> Exercise objective
Give only the number of lines below that contain the string "hair". Case counts.

━━ Working data

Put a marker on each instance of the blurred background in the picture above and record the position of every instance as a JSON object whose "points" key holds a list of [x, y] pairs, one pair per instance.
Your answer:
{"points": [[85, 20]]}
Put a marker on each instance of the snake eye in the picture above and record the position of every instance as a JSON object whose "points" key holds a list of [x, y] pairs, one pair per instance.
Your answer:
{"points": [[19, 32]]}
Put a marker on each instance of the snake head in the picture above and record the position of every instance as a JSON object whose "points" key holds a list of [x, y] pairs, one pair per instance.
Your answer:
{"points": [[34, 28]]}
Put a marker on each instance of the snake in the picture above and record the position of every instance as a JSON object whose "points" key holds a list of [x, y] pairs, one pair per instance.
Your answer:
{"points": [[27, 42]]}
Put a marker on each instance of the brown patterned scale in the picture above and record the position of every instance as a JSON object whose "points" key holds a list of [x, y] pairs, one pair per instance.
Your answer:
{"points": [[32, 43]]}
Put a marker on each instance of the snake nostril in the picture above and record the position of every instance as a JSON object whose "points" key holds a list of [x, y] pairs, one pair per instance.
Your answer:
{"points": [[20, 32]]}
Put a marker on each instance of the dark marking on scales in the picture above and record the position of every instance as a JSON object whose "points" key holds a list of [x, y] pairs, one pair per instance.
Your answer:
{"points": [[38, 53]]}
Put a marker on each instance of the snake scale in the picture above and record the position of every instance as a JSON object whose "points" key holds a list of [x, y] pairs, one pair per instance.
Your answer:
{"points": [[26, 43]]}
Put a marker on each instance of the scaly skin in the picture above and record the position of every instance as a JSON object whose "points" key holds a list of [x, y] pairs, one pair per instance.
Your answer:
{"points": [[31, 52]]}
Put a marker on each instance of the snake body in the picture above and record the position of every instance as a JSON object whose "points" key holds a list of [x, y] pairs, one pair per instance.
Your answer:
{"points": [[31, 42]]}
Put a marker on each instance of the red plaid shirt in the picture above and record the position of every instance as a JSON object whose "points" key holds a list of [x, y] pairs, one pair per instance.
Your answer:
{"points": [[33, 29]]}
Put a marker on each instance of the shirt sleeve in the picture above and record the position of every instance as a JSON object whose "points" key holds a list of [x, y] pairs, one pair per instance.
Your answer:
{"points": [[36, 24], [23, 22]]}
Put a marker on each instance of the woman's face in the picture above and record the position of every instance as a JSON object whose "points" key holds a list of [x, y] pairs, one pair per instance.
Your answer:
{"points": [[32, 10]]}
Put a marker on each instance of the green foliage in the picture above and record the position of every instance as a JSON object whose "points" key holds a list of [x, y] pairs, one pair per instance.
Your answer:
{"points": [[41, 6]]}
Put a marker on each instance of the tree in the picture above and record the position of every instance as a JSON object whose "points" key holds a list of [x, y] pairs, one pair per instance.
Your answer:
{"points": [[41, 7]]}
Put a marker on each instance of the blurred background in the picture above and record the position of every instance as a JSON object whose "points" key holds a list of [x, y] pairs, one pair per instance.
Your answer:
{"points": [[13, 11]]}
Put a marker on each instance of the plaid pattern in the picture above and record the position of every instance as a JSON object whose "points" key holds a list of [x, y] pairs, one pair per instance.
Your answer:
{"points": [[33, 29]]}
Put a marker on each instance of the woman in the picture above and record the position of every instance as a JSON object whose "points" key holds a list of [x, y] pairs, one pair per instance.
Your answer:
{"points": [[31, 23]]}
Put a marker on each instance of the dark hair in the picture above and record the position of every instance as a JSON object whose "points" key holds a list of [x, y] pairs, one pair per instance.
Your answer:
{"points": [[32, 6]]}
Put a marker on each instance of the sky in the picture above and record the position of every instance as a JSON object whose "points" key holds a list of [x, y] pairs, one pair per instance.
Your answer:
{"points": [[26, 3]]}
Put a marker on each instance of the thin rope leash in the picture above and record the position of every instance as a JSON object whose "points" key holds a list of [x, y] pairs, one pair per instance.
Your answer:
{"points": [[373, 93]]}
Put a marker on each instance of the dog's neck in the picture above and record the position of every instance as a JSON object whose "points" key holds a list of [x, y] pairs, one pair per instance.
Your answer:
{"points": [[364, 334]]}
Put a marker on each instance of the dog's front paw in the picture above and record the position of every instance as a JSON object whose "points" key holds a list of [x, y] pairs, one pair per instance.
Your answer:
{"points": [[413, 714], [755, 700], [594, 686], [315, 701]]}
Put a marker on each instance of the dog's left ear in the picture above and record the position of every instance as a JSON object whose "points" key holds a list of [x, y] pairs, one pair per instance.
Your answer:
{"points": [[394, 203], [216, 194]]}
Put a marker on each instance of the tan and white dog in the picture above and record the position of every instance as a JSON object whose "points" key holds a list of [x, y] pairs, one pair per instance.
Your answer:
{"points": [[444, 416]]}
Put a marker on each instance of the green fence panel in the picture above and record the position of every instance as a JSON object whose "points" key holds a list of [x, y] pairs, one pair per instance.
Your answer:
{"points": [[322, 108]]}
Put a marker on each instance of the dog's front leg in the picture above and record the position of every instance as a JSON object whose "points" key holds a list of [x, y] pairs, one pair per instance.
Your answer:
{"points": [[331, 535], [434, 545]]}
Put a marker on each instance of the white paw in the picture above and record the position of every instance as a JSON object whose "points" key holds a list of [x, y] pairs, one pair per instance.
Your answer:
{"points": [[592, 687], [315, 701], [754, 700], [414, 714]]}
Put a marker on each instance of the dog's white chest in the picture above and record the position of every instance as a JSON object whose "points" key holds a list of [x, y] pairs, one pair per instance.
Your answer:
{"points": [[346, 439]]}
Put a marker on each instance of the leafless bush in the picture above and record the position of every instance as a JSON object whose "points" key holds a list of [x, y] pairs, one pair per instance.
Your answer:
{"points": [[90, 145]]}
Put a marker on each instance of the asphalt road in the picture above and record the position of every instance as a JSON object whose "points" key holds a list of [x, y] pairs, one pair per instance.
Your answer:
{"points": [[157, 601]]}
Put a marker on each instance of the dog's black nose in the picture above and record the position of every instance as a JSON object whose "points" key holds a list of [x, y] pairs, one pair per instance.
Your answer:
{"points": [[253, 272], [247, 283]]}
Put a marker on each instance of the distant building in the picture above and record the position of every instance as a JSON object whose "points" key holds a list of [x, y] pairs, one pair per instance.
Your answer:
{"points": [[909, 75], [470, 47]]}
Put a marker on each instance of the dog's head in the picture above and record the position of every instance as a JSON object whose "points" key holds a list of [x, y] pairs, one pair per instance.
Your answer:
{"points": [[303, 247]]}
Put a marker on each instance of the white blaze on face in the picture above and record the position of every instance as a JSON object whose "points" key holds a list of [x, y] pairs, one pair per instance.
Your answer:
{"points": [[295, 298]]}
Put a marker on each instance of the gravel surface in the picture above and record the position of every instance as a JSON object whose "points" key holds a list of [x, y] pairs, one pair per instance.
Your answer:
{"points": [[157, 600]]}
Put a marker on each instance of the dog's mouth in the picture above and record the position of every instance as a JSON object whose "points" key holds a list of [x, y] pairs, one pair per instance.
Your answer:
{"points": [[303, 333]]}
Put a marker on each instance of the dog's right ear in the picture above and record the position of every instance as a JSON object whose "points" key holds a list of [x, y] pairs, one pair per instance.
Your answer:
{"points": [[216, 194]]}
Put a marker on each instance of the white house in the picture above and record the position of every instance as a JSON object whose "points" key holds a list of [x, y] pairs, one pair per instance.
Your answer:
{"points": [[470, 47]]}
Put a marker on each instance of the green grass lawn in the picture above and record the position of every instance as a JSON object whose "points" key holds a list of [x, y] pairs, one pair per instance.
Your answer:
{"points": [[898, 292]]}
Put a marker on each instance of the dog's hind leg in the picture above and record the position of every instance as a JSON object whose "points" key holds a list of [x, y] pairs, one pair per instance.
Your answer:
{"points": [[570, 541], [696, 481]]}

━━━━
━━ Working data

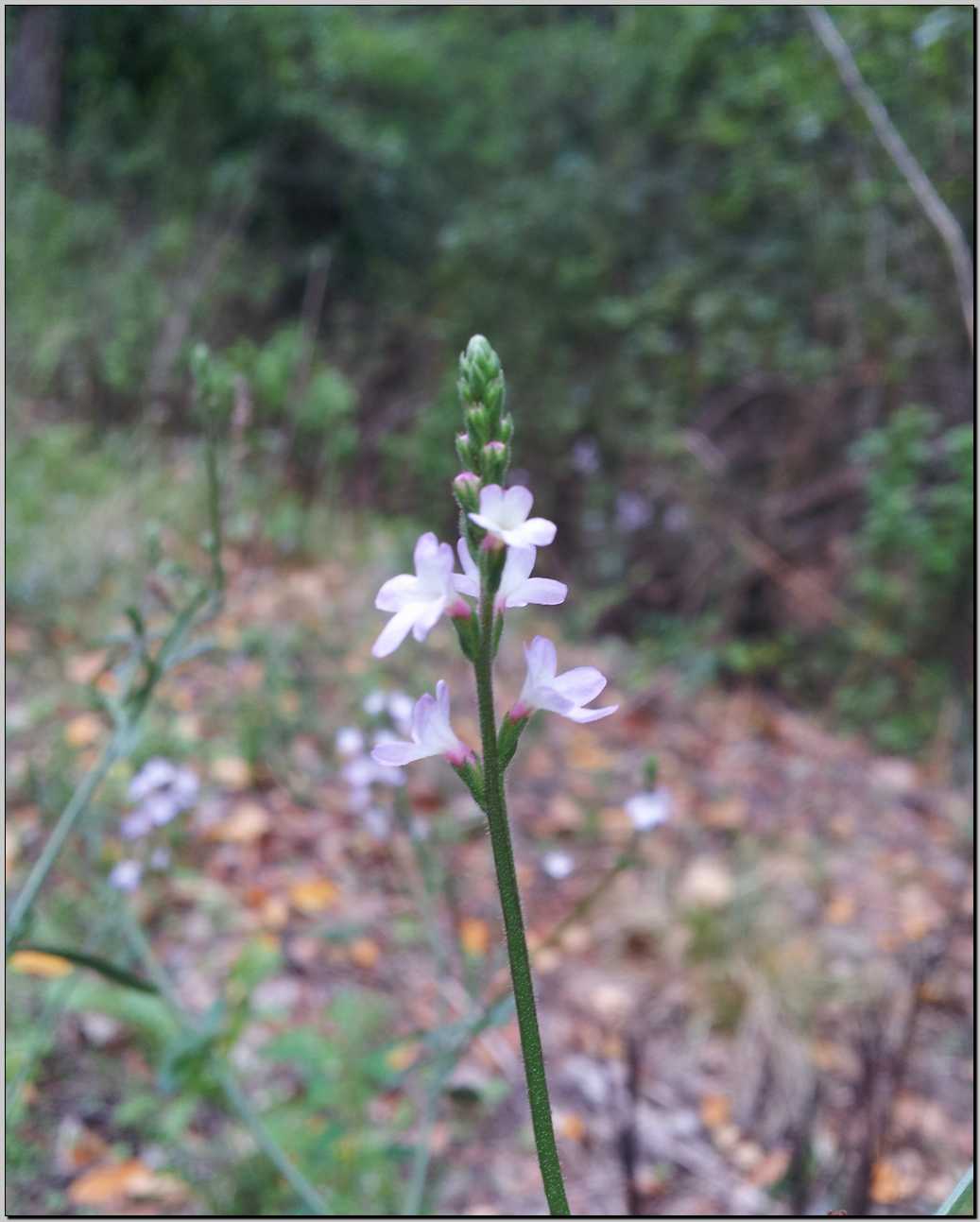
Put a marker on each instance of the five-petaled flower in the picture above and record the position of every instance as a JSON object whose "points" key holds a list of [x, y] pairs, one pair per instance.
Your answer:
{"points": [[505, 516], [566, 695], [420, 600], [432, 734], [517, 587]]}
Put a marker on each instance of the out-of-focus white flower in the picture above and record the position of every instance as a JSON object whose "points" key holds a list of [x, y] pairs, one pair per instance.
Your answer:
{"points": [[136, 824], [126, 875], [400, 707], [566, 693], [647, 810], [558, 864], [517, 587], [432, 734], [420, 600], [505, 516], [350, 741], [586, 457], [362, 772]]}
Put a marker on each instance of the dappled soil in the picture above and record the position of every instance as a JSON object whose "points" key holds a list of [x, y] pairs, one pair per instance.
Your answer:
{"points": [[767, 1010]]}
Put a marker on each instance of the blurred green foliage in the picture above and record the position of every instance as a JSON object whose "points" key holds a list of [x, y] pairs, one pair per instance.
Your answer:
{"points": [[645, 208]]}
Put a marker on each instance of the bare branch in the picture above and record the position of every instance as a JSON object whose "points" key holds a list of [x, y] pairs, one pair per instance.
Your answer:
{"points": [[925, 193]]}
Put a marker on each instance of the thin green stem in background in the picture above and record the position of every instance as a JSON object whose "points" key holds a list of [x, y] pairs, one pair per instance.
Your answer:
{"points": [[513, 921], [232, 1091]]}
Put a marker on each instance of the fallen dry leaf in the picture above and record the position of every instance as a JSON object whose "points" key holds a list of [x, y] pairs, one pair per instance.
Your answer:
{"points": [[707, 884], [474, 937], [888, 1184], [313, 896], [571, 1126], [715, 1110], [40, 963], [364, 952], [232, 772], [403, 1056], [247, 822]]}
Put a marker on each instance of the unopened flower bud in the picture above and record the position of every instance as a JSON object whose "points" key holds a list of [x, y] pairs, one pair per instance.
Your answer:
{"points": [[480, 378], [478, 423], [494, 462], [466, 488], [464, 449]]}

━━━━
━━ Working data

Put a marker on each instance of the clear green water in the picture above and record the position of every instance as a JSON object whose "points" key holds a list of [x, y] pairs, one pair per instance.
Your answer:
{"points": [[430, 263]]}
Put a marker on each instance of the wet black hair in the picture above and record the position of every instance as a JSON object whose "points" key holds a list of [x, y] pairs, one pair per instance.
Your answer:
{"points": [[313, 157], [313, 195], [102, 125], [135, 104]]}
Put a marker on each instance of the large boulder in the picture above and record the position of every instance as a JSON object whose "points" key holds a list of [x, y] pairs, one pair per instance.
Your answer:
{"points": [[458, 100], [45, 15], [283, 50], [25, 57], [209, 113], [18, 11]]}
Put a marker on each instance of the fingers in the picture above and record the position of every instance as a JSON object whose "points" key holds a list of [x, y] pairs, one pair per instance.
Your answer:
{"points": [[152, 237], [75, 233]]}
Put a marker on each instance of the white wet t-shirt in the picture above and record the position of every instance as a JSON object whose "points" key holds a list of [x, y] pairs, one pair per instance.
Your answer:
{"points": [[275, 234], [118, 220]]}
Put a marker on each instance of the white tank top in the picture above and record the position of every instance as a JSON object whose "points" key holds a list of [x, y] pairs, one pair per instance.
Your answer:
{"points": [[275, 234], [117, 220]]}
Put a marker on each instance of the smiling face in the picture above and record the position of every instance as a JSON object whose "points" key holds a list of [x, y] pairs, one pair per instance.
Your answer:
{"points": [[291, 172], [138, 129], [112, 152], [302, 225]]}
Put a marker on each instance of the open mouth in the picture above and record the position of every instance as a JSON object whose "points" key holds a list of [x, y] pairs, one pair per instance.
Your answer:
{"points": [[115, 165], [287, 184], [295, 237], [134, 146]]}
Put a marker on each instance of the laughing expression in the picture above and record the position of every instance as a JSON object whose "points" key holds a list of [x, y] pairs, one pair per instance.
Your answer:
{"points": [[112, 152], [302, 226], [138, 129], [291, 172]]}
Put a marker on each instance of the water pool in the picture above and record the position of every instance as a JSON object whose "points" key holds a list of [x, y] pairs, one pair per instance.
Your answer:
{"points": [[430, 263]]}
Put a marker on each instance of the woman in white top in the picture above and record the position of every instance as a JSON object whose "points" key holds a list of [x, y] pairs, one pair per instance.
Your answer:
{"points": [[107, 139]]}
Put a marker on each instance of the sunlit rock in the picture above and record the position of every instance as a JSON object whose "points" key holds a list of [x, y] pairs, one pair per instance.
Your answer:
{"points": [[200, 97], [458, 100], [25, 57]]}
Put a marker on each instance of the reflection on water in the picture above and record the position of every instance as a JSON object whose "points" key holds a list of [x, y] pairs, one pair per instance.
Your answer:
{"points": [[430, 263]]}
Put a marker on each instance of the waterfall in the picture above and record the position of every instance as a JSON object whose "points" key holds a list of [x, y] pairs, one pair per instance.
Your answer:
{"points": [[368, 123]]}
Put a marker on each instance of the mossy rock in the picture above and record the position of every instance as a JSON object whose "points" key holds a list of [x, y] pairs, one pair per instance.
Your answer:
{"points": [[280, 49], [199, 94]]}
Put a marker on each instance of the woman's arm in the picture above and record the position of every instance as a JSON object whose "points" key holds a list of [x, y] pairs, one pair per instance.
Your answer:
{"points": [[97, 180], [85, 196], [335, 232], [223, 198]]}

━━━━

> Output below
2